- [Task to complete] When you find the line with "occurrences of dark" among the records below, reproduce it and each line after it exactly, ending with the line with "of horse's chest".

### Records provided

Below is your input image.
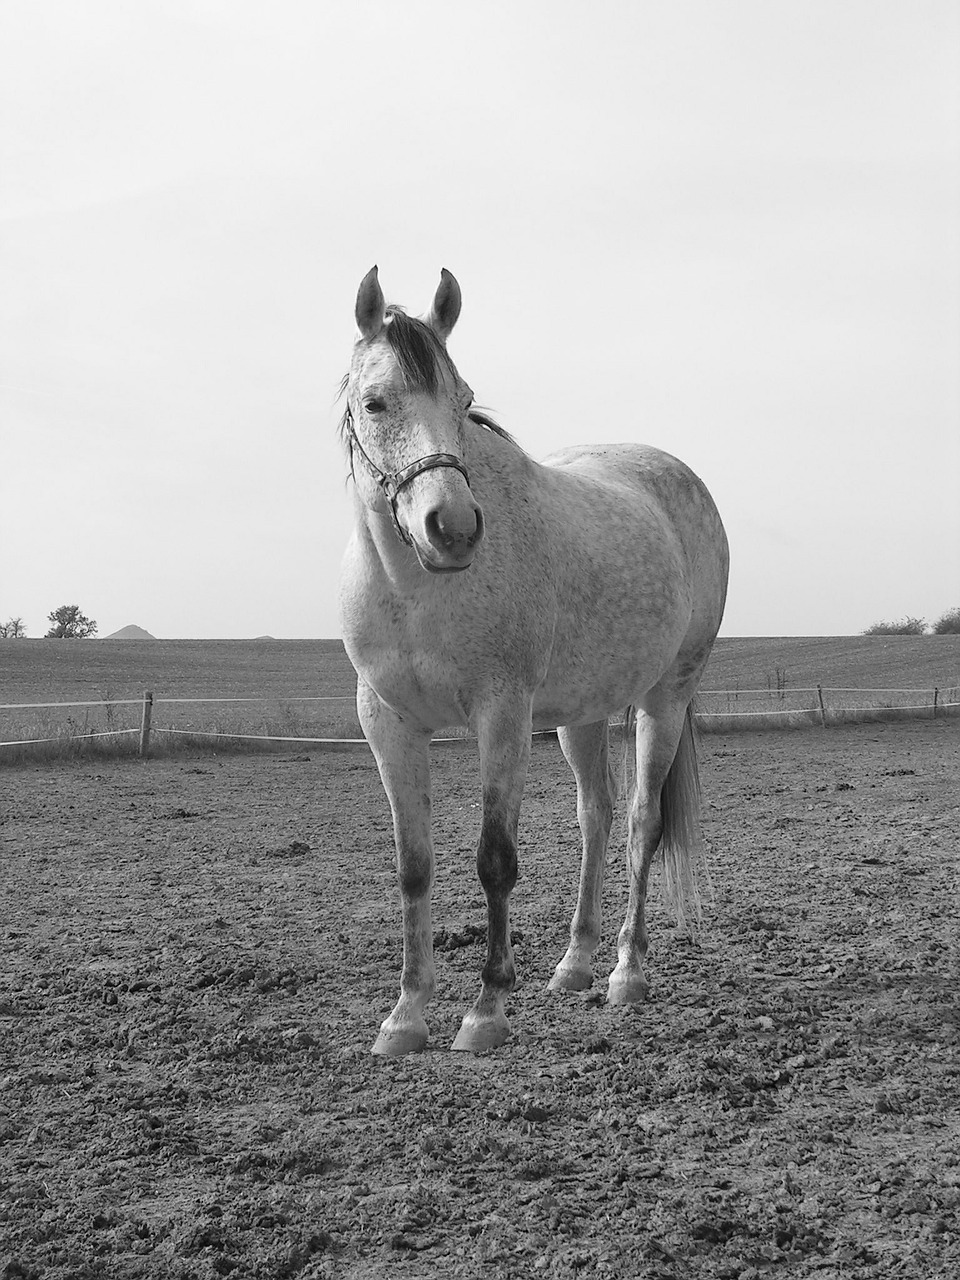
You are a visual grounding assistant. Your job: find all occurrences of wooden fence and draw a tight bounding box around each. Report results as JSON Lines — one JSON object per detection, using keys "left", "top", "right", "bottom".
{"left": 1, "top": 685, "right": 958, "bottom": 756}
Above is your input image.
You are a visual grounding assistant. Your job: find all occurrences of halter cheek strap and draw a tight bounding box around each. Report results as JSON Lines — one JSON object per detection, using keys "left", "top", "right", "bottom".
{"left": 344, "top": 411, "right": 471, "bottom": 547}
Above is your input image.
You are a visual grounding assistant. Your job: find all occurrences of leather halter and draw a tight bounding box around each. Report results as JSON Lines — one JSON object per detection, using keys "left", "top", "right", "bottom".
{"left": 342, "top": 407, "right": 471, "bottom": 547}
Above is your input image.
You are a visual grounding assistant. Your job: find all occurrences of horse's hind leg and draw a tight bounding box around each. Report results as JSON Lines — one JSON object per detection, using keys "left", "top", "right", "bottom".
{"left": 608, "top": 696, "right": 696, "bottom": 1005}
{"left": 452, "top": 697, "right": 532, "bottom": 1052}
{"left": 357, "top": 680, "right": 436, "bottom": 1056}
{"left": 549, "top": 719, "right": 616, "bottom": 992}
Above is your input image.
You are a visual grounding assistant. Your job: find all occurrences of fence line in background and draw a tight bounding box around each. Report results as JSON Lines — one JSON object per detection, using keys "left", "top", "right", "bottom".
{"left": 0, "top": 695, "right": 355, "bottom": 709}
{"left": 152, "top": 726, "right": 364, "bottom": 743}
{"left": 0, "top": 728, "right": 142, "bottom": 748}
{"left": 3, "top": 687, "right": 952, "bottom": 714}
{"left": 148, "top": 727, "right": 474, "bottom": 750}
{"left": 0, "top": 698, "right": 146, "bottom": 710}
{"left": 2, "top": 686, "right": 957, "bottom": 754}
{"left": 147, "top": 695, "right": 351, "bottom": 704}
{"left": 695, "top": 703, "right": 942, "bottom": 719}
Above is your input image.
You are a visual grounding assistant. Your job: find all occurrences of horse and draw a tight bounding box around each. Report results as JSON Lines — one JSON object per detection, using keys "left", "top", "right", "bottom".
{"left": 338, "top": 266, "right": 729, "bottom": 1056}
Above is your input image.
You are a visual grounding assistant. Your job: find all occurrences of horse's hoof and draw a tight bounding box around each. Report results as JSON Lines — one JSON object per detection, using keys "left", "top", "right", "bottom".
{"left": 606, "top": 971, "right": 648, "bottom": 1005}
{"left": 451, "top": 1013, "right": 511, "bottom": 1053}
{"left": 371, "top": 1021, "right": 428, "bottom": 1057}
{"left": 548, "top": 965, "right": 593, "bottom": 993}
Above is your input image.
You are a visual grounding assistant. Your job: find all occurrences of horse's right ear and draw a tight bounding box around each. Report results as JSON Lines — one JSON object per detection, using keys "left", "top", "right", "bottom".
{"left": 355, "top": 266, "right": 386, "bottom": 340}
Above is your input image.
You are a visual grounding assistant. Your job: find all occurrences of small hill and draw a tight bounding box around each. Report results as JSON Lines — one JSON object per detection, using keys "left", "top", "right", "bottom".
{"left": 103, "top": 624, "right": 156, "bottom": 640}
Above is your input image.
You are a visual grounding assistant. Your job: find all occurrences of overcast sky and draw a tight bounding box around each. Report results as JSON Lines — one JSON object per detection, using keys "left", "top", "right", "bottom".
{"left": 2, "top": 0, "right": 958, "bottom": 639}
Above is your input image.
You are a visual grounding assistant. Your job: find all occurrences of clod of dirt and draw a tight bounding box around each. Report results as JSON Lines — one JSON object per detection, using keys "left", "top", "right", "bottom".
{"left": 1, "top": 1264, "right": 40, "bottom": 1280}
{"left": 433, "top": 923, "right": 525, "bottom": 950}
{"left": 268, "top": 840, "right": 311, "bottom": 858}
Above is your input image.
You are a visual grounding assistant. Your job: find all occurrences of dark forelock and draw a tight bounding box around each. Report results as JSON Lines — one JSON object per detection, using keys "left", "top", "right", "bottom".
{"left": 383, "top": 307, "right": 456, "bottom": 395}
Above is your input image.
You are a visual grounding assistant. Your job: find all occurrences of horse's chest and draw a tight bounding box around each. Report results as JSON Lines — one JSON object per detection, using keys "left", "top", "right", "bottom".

######
### Records provided

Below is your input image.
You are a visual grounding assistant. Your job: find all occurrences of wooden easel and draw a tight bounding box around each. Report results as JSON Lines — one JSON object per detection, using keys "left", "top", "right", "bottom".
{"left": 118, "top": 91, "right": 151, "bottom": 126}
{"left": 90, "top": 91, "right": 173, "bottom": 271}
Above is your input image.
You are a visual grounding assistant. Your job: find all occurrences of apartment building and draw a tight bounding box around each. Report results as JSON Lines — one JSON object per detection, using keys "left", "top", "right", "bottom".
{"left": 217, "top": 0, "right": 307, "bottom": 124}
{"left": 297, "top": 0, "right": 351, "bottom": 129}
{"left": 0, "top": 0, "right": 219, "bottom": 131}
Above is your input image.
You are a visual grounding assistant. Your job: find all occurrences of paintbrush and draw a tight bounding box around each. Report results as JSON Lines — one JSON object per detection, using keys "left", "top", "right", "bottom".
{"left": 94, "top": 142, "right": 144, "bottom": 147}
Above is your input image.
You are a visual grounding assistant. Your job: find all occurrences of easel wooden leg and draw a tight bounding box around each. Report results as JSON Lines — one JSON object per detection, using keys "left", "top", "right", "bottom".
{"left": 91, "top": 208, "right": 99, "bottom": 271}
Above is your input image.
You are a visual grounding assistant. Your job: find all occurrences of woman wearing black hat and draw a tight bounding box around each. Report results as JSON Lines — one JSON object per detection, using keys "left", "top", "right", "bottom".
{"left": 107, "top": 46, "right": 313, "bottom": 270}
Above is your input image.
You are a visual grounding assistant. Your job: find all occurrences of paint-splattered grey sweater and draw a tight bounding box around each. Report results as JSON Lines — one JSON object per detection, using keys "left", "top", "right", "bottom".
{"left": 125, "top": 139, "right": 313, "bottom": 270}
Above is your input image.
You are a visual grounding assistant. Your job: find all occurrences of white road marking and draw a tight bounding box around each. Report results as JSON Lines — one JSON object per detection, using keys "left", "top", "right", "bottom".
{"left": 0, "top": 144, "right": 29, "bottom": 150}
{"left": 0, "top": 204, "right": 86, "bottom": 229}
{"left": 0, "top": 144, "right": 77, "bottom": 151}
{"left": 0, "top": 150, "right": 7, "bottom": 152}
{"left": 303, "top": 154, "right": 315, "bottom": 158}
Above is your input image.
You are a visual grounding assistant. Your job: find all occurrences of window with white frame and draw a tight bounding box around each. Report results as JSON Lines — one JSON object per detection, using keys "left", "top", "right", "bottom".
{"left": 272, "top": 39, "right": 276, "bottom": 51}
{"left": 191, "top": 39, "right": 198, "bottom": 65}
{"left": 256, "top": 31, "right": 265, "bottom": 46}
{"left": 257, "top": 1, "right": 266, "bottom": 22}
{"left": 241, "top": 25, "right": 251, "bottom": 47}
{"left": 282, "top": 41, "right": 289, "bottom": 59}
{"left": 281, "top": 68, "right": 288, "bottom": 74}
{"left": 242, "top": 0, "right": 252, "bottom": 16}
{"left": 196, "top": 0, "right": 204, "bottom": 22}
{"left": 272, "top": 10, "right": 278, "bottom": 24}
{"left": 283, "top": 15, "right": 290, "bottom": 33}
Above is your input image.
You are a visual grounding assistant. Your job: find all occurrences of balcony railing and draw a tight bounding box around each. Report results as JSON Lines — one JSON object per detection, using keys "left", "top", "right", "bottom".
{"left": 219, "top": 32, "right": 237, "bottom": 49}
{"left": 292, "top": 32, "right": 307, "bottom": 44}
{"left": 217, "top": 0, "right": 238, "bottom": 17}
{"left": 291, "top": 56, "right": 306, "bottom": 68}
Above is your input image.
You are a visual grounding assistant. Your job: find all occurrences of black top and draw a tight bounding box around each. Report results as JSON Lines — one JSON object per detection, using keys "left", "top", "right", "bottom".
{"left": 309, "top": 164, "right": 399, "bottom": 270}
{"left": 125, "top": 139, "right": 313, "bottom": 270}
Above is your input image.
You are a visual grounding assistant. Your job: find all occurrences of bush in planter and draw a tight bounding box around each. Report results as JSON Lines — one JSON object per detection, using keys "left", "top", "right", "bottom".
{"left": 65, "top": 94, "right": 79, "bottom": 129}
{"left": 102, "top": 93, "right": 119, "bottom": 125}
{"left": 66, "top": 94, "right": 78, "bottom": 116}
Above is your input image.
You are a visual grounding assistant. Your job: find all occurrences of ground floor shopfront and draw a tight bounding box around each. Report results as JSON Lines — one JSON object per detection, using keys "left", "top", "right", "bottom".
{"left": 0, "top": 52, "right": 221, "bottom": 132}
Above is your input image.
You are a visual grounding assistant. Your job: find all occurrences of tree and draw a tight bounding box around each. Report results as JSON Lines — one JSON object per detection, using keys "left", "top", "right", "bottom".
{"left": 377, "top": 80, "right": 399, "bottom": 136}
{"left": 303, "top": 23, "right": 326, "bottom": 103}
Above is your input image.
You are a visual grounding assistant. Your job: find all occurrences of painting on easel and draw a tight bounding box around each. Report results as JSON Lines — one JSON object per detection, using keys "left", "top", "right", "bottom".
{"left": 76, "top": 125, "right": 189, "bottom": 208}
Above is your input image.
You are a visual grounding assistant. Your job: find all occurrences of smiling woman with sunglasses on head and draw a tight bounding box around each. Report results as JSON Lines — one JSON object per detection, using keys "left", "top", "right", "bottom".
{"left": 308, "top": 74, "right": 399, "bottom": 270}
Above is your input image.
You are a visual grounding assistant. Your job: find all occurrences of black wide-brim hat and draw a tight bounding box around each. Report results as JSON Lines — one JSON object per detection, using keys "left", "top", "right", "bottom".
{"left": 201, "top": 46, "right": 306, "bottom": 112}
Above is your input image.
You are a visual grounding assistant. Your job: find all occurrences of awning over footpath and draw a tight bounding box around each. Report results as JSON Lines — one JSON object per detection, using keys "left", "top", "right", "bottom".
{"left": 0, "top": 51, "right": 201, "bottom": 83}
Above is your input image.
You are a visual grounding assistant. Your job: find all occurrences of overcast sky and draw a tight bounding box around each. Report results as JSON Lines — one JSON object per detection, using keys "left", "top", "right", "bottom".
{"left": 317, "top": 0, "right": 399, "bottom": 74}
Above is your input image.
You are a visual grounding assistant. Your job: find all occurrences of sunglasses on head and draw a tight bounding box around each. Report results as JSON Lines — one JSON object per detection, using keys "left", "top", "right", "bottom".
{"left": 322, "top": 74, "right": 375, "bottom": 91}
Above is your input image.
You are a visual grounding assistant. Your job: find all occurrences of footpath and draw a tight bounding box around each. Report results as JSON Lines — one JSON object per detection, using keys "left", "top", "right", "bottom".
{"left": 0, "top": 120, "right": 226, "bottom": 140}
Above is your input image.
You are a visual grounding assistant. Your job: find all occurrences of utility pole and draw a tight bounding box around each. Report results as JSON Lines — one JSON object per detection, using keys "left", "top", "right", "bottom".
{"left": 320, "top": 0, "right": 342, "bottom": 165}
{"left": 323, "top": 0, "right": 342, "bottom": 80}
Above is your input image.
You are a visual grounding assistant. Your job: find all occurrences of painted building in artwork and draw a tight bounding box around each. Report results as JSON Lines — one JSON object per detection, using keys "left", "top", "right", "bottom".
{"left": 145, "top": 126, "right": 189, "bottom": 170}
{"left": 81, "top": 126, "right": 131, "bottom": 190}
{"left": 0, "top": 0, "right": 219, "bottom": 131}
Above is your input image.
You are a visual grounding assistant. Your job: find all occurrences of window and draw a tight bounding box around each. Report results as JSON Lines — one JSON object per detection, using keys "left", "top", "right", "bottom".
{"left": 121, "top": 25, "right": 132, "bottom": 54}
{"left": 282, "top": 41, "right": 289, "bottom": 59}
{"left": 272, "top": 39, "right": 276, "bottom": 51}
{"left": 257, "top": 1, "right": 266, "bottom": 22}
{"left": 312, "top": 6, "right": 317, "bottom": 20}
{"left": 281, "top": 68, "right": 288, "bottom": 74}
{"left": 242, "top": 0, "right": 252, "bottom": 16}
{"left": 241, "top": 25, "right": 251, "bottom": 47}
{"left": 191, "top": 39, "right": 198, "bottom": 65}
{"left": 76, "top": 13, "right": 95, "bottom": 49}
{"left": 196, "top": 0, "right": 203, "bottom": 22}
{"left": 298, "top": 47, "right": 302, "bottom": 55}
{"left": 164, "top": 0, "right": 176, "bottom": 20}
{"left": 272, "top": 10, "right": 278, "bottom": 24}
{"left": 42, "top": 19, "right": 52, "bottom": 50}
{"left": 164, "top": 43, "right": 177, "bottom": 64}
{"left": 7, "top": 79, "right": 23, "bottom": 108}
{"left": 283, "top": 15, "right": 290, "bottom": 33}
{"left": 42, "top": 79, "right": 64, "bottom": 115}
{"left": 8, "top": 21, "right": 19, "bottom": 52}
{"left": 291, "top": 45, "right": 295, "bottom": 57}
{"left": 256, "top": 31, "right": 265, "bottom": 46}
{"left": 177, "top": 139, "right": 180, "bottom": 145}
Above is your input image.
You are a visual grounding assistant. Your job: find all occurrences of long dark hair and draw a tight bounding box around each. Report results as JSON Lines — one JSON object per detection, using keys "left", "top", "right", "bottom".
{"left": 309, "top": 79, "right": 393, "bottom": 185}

######

- [Answer space]
You are a visual grounding assistant. Your job: find all occurrences of dark forelock and draw a tight bounding box around each. Report results as JSON Lines — one JSON object per detection, using keys "left", "top", "right", "bottom".
{"left": 383, "top": 307, "right": 456, "bottom": 395}
Above is your input image.
You are a visual grounding assistant. Your job: find all occurrences of horse's chest and draw a tight bounding box around each. Report results as JSON Lines — one JSON object per detection, using keys "left", "top", "right", "bottom".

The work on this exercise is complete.